### Data listing
______________________________
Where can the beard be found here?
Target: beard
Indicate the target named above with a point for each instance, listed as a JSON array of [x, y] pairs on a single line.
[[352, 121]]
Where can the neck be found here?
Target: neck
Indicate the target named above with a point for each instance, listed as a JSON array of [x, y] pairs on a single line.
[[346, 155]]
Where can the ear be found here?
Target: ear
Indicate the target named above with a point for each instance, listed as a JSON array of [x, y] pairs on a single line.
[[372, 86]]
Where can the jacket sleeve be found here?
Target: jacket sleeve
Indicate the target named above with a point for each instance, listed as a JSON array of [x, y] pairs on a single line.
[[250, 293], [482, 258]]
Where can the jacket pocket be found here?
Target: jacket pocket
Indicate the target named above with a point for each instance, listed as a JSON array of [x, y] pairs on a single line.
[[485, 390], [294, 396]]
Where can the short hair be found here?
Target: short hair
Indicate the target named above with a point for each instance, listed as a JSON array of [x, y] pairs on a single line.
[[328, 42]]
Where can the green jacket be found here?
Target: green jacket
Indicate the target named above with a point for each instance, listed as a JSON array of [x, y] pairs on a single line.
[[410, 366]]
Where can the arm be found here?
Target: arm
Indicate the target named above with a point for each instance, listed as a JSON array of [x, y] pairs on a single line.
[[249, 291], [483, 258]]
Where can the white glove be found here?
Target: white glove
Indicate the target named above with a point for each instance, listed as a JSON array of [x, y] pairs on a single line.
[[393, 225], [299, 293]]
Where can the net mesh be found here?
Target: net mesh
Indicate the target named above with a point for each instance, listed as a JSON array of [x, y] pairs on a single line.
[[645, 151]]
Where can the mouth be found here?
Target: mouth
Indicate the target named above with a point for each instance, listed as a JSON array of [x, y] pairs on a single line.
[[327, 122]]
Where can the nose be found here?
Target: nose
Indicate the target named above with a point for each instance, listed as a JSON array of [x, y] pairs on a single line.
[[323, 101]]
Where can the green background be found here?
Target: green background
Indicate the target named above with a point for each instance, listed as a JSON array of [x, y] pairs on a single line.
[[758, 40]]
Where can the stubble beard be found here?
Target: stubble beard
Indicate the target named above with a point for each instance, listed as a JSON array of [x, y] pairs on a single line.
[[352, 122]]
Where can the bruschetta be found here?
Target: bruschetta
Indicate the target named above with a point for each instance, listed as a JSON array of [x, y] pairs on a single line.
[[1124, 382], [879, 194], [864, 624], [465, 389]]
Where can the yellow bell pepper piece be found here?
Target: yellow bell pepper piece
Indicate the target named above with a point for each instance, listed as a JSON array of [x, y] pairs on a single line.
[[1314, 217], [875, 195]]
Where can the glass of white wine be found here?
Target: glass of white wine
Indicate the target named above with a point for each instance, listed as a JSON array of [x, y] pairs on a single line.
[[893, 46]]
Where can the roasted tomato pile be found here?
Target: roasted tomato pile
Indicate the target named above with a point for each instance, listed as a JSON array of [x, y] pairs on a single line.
______________________________
### Action item
Copy the lines of the data above exactly as written, beginning with the line containing "Where can the net mesh be found here?" and ending with the line containing "Target: mouth", and leave out all other lines.

### Response
Where can the net mesh be found here?
Target: net mesh
Indicate the target named above with a point for each instance, listed as a JSON array of [x, y] pairs on a single line.
[[645, 151]]
Where can the mouth be found here?
Target: mouth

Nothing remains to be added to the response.